(Dataset rows showing where objects appear)
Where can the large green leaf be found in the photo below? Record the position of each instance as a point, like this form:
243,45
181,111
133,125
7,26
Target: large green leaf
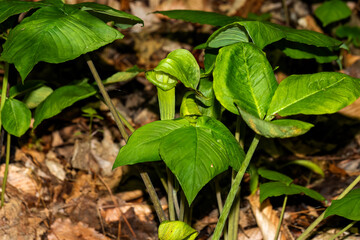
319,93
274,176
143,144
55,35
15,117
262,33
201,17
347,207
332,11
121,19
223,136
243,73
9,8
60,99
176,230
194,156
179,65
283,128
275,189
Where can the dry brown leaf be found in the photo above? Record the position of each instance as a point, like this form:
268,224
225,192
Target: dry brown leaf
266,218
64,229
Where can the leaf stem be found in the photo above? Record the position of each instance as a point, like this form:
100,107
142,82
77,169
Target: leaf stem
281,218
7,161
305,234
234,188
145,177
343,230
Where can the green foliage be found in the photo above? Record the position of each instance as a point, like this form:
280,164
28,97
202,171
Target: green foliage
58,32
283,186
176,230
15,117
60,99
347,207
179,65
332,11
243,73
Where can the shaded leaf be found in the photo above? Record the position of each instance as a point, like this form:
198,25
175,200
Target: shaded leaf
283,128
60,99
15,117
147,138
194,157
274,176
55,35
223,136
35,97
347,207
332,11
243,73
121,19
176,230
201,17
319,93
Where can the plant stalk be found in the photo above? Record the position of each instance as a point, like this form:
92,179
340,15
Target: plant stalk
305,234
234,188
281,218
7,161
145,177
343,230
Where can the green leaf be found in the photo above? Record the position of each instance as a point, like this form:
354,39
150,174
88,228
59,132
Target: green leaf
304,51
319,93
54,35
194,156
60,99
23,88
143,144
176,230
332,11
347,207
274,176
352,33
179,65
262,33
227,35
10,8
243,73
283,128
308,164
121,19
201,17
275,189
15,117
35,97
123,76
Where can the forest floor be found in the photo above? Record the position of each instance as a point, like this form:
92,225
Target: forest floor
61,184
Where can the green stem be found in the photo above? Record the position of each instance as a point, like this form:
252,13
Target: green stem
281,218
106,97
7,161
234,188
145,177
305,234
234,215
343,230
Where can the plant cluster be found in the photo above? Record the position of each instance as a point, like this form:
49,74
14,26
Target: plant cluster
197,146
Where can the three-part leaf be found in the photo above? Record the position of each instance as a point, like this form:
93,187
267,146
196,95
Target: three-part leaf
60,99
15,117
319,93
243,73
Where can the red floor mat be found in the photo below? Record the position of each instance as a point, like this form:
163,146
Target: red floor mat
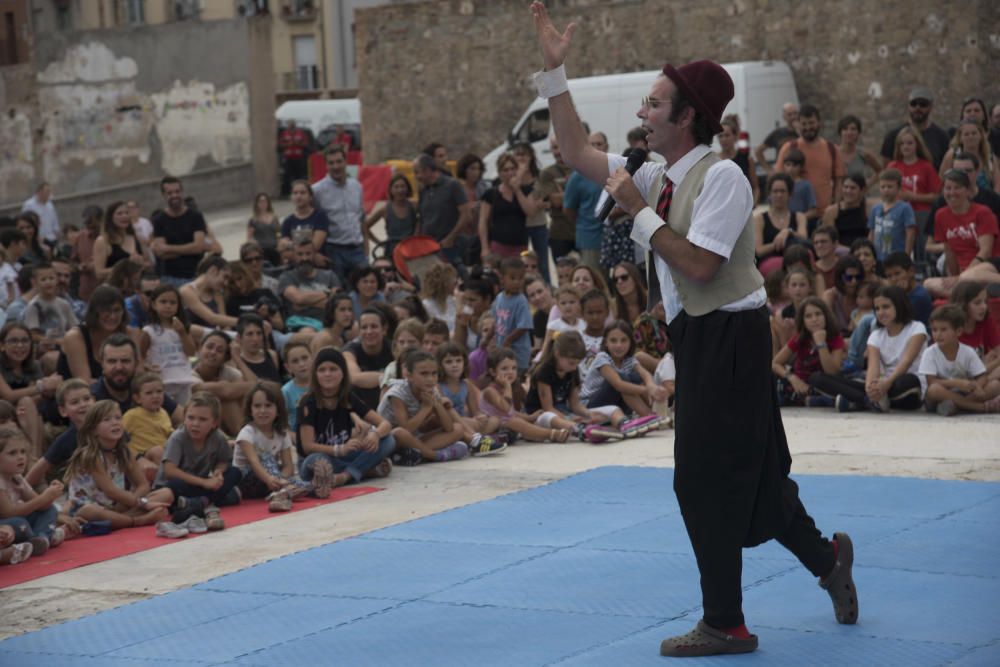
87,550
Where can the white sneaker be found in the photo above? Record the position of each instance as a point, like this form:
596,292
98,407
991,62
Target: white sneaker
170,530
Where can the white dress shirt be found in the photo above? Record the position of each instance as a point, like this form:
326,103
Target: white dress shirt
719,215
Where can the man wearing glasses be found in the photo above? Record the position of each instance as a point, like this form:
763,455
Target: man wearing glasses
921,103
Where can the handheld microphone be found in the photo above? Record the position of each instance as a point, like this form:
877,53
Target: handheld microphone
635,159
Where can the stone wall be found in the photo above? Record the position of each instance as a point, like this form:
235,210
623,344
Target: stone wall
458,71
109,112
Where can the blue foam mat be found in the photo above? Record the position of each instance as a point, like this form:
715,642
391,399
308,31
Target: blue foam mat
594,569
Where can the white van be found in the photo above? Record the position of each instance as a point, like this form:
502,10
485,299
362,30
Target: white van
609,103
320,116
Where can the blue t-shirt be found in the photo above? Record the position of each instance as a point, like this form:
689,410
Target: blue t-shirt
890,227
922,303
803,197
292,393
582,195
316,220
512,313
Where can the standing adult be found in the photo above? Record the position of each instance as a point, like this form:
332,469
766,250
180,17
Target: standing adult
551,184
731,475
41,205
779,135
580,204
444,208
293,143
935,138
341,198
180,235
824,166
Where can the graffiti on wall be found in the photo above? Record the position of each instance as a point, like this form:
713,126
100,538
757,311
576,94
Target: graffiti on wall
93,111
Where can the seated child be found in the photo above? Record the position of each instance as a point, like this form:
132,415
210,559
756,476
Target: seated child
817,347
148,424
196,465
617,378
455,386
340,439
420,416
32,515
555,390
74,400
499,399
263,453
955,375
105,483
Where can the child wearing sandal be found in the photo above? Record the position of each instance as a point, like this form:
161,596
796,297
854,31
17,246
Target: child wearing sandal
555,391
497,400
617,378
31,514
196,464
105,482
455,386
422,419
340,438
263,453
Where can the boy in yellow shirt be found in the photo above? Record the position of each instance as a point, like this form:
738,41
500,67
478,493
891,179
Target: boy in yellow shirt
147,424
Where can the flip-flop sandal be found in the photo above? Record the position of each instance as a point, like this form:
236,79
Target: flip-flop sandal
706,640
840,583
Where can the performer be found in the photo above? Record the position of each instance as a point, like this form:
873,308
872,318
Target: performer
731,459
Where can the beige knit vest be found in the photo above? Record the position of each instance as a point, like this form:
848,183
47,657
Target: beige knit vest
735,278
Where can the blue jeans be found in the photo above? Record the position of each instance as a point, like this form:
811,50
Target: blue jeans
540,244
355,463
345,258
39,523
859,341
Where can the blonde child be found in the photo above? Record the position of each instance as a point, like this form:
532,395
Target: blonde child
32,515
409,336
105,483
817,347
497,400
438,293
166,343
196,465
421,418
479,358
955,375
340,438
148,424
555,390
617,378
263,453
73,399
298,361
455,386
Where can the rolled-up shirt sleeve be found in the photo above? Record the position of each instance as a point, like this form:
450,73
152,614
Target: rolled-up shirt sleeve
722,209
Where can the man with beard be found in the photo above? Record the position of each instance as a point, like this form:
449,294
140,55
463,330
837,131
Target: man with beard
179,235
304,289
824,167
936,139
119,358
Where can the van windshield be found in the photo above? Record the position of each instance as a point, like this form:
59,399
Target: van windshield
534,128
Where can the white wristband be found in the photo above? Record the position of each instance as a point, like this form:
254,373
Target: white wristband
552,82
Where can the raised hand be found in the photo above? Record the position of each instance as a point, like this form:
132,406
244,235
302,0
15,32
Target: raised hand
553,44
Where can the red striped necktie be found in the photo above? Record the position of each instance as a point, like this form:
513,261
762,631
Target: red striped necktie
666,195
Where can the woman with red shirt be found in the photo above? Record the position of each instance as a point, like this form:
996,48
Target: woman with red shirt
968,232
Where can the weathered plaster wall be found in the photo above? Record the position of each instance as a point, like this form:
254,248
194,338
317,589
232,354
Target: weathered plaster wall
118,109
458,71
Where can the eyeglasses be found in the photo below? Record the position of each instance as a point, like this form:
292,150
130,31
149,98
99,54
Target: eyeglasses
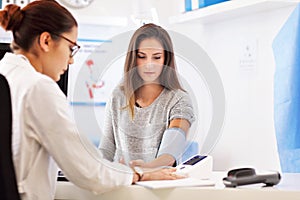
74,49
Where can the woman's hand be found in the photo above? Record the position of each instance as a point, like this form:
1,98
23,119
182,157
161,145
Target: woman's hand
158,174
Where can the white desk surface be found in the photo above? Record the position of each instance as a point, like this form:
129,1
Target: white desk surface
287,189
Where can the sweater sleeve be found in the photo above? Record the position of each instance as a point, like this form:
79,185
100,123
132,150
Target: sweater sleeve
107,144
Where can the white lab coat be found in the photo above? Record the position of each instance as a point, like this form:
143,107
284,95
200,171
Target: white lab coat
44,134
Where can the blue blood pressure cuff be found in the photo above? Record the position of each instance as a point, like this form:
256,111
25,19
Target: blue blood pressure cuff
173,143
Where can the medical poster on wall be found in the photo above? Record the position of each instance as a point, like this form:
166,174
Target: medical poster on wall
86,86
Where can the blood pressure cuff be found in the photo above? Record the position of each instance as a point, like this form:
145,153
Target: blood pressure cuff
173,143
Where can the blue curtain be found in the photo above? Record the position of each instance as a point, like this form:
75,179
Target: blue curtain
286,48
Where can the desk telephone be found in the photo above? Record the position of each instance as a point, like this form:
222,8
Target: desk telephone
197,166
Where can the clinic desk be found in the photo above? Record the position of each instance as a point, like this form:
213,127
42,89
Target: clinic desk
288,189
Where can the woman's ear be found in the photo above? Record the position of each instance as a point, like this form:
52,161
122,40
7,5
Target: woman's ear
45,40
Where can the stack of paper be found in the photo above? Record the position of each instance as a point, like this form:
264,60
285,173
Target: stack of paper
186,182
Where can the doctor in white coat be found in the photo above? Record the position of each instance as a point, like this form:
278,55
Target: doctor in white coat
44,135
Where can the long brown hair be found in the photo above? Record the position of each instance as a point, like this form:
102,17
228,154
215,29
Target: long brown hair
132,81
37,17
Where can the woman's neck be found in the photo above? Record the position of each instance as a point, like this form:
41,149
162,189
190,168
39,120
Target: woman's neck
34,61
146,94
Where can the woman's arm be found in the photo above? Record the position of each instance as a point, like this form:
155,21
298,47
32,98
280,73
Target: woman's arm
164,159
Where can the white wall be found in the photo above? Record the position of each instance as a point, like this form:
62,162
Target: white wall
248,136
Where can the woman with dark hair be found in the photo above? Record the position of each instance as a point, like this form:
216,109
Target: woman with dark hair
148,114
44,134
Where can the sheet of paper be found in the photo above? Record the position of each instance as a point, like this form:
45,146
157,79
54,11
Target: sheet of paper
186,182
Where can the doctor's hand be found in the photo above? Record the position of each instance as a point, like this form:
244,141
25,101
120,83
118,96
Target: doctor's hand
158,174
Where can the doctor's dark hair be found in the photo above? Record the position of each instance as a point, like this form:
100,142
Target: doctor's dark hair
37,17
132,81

* * *

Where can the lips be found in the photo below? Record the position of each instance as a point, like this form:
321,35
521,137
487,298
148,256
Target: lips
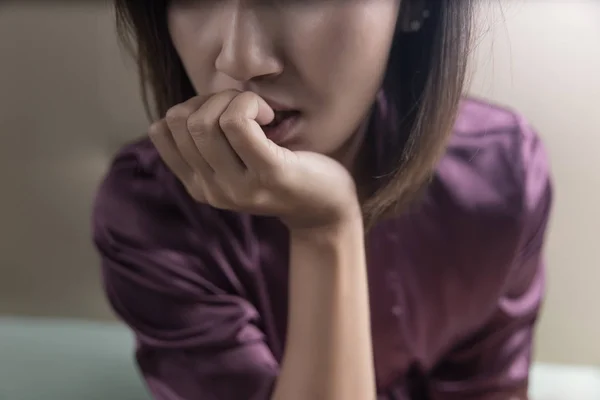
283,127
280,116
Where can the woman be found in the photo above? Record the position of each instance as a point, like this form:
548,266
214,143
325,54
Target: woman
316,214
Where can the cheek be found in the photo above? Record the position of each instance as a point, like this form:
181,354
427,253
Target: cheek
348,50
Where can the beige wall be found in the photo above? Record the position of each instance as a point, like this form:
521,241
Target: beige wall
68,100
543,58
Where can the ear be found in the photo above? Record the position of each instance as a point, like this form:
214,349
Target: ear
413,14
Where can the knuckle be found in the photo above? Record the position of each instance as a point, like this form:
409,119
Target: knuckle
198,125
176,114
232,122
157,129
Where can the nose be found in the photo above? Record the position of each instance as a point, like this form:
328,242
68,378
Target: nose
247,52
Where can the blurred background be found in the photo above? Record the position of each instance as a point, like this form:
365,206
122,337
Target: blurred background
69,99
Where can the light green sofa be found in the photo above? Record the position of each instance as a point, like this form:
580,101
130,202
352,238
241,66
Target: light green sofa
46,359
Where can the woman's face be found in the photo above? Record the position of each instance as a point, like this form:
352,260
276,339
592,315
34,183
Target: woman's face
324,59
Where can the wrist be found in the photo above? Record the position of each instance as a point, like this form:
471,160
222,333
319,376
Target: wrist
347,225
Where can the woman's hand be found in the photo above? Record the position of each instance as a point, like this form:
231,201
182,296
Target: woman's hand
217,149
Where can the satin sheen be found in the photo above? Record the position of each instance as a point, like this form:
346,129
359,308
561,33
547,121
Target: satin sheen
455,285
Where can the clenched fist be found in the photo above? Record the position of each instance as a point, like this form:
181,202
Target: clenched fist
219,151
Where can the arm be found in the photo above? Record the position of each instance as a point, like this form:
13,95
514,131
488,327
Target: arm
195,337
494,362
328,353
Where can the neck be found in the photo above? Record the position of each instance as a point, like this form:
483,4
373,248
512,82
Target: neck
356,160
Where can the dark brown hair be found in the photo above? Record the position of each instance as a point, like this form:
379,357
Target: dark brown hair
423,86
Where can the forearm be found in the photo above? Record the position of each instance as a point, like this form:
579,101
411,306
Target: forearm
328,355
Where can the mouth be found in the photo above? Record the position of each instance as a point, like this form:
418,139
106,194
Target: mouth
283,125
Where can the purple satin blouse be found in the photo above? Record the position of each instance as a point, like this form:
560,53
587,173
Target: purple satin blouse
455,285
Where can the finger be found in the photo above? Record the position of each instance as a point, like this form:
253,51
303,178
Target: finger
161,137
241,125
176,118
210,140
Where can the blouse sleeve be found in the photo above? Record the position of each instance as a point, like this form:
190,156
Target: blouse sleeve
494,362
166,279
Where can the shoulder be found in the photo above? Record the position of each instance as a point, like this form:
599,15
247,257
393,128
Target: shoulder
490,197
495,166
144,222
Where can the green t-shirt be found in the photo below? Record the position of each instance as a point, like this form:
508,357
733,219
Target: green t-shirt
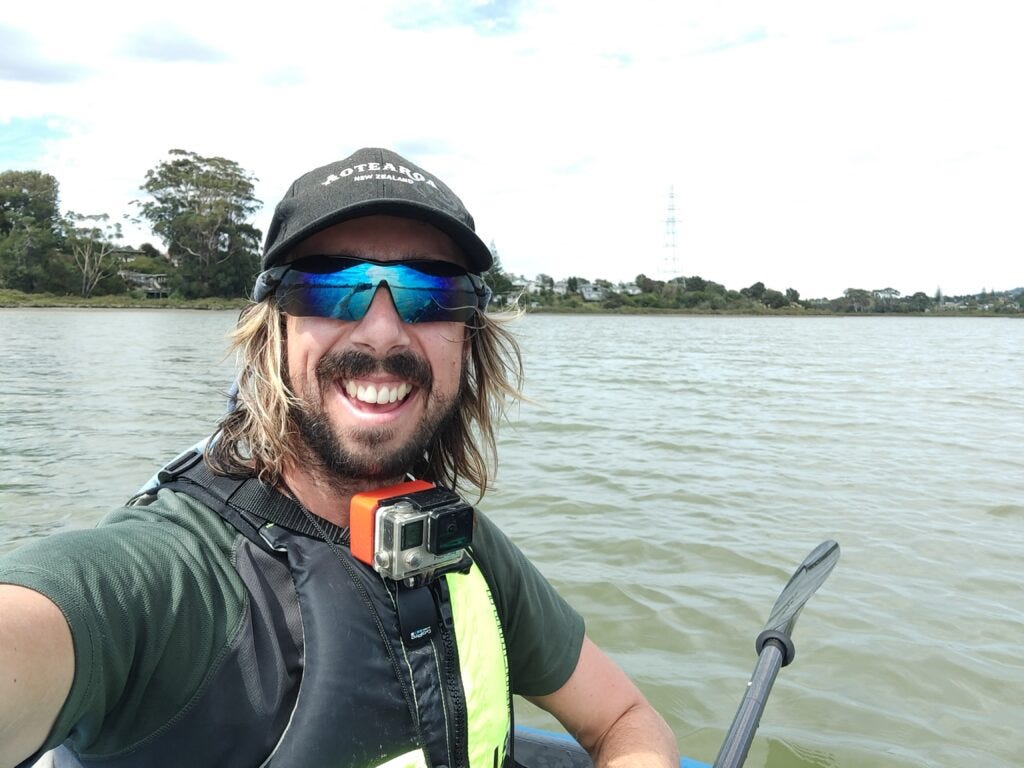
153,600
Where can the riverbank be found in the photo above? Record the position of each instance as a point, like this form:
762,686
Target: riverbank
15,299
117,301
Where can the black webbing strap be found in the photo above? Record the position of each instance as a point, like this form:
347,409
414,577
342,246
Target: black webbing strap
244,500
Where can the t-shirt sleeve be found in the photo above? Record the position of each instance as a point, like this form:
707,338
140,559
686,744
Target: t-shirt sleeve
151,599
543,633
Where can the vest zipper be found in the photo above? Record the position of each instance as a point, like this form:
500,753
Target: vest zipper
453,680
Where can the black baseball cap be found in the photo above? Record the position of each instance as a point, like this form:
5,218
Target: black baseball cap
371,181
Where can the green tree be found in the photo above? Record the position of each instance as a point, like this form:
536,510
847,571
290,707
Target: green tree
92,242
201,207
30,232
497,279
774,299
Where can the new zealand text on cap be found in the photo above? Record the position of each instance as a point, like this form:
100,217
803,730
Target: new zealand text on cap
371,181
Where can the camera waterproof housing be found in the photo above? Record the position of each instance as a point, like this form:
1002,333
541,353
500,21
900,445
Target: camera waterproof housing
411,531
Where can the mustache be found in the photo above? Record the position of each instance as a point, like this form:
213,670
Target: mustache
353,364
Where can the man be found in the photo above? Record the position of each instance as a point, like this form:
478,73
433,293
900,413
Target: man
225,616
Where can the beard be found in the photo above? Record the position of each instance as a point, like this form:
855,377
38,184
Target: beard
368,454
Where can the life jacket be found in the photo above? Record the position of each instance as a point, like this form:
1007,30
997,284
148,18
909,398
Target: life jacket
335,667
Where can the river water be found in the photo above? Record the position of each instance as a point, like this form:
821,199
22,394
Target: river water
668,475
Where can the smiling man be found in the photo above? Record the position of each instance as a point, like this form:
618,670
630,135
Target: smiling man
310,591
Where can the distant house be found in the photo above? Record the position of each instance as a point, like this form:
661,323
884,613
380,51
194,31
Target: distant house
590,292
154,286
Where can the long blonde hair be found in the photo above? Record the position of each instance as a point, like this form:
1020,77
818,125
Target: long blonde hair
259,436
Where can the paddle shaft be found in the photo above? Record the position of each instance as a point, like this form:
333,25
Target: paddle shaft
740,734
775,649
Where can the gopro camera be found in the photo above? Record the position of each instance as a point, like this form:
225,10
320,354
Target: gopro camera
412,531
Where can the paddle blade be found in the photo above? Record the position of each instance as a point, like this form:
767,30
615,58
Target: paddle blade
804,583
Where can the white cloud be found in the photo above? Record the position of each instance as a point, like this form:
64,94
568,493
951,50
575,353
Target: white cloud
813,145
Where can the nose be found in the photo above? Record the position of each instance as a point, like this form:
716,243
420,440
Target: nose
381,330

**What is being asked:**
Pick out every line in the items above that contains the string "desk" and copy each of those lines in full.

**Reply:**
Where can the white desk surface be found in the photo above? Record the position of each instance as a point, like this form:
Target: white desk surface
Where can the desk telephone be found in the photo above? Record the position of each instance as a point, like this form:
Target: desk telephone
Where can the clinic desk be found in the photo above? Record the position of each instance as a point, like this form:
Target: clinic desk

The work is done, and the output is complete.